- _Tarefa 1_:
No texto sobre feminismo, reescreva o trecho que começa nas palavras "Voz masculina não" e termina depois de "e tentar calá-la.", renomeando "textos" para "artigos".
- _Tarefa 2_:
Escreva a continuação do texto sobre feminismo a partir da última frase dele.

Voz masculina não protagoniza o feminismo.

terça-feira, 20 de agosto de 2013
Li quatro textos que estão em alta essa semana e percebi que algo alí me incomodava. Os quatro eram sobre o mesmo assunto, mas dois foram fervorosamente criticados e os outros dois aplaudidos. Pessoas comentavam desmerecendo frases soltas de dois textos, enquanto compartilhavam loucamente e jogavam confete em que escreveu os outros dois. 

O tema desses textos é polêmico - mas simples de ser entendido, o problema é que ninguém quer descer do patamar de seus privilégios para poder entender o contexto: Homens não podem protagonizar o feminismo. Os textos não tratam do assunto na mesma linhagem e nem todos citam esse protagonismo, mas é a mensagem que passa: a opressão de gênero existe e é atual - e já passou da hora de pararmos de duvidar da voz feminina e tentar calá-la.

- _Dados fornecidos_:
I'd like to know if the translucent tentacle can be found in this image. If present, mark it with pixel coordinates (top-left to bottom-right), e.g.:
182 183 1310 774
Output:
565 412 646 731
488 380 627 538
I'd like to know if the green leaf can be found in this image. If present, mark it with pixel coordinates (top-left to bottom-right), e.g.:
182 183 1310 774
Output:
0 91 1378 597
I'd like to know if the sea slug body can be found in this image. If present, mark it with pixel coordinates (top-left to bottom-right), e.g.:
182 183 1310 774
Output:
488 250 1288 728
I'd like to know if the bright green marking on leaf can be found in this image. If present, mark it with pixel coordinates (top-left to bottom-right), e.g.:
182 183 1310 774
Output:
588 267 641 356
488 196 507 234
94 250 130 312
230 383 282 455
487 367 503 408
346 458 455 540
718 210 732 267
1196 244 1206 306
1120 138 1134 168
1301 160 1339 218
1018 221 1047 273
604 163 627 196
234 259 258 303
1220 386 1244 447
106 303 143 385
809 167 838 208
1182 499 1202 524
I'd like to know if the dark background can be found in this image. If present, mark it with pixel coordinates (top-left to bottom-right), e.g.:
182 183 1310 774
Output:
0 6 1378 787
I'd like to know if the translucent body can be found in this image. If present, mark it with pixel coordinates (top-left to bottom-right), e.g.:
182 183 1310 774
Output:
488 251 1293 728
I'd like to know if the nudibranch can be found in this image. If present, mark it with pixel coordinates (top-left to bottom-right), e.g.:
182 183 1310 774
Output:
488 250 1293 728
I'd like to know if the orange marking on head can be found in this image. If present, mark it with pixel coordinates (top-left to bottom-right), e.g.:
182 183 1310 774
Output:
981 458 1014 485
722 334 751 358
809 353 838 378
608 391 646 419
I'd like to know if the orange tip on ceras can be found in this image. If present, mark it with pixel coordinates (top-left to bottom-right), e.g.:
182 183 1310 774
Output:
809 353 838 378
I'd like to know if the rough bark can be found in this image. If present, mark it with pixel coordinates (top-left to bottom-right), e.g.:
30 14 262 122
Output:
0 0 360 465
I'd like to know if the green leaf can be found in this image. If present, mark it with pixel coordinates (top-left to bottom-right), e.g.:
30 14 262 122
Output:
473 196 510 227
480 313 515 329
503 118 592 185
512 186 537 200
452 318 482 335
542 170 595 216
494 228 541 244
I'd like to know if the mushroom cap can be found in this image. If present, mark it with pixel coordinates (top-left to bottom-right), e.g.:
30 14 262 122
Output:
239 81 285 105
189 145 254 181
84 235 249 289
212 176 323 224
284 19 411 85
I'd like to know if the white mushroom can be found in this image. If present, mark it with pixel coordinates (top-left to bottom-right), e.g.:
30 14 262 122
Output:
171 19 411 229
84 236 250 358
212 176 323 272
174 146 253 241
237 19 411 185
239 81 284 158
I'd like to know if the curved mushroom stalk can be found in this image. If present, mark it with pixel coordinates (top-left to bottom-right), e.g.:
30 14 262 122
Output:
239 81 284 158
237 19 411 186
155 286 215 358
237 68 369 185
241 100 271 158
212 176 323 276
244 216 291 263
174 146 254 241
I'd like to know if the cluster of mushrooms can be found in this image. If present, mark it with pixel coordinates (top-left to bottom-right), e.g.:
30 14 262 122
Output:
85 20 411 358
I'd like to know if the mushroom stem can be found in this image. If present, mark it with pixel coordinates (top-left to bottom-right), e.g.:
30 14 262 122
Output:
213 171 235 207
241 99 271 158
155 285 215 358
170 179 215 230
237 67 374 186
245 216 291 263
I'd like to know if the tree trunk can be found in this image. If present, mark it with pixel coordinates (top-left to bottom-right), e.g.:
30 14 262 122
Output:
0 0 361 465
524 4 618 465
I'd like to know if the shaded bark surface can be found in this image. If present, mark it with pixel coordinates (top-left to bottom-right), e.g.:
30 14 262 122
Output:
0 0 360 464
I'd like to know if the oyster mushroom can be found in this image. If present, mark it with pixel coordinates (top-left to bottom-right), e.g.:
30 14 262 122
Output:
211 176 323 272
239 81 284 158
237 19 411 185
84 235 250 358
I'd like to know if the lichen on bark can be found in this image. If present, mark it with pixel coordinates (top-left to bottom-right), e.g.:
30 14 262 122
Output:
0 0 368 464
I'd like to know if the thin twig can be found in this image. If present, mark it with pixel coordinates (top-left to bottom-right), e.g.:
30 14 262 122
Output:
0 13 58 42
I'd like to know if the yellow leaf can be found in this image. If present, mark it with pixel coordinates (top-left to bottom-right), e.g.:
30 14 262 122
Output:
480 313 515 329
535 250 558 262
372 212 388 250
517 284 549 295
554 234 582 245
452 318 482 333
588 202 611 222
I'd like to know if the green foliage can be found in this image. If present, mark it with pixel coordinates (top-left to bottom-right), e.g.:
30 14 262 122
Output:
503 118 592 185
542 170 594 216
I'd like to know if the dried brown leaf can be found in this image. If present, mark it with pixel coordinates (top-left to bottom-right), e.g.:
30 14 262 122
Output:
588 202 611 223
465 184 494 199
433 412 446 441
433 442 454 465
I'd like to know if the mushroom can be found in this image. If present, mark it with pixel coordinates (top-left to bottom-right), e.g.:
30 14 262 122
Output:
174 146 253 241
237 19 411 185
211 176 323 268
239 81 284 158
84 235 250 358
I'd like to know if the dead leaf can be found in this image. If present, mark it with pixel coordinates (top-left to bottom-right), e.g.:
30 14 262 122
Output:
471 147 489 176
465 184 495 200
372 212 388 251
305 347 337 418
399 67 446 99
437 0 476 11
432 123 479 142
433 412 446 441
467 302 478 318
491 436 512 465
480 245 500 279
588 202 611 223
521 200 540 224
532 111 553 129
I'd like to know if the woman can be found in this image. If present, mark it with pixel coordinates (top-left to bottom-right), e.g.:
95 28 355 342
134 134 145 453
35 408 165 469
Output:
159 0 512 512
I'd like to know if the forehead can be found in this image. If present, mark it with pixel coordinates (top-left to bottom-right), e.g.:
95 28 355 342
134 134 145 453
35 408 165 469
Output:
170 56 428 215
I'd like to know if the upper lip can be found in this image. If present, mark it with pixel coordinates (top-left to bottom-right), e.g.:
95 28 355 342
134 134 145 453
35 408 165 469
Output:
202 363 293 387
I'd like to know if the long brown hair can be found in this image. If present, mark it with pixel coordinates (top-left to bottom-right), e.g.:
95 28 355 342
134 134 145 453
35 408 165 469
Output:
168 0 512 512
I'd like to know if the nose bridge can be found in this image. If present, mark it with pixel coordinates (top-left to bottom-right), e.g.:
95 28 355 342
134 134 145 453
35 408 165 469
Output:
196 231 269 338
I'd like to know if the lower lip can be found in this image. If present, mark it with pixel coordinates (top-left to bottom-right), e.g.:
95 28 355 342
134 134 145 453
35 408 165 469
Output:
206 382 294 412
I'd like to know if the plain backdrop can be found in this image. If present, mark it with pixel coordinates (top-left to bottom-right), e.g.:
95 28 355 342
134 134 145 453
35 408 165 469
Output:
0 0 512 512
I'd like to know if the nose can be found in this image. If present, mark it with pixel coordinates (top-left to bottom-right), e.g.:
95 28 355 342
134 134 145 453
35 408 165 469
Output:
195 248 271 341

- _Resposta 1_:
Voz masculina não protagoniza o feminismo.

terça-feira, 20 de agosto de 2013
Li quatro artigos que estão em alta essa semana e percebi que algo alí me incomodava. Os quatro eram sobre o mesmo assunto, mas dois foram fervorosamente criticados e os outros dois aplaudidos. Pessoas comentavam desmerecendo frases soltas de dois artigos, enquanto compartilhavam loucamente e jogavam confete em que escreveu os outros dois. 

O tema desses artigos é polêmico - mas simples de ser entendido, o problema é que ninguém quer descer do patamar de seus privilégios para poder entender o contexto: Homens não podem protagonizar o feminismo. Os artigos não tratam do assunto na mesma linhagem e nem todos citam esse protagonismo, mas é a mensagem que passa: a opressão de gênero existe e é atual - e já passou da hora de pararmos de duvidar da voz feminina e tentar calá-la.

- _Resposta 2_:
Existe somente um diferença gritante entre os quatro textos: Dois foram escritos por mulheres; dois foram escritos por homens. Preciso mesmo dizer qual foi fervorosamente criticado e qual foi aplaudido? 

Ultimamente tenho visto várias pessoas questionando o machismo na luta esquerdista - e isso é ótimo! Assim como vejo milhares de mulheres criticando a transfobia no meio lgbt e feminista - o que também é ótimo! Desnaturalizar essas agressões é preciso para que possamos tornar nossos movimentos cada vez mais plurais, igualitários e libertários. Então, é claro que o assunto é polêmico. Dizer que o homem não pode protagonizar o feminismo é fazer com que os reacionários voltem ao pensamento - se é que saíram dele - de que o machismo é o oposto do feminismo. Só que é um perigo que temos que correr. É preciso deixar claro quem tem que ter voz nesse movimento. É preciso deixar claro quem sofre constantemente nesse sistema patriarcal e machista que vivemos diariamente.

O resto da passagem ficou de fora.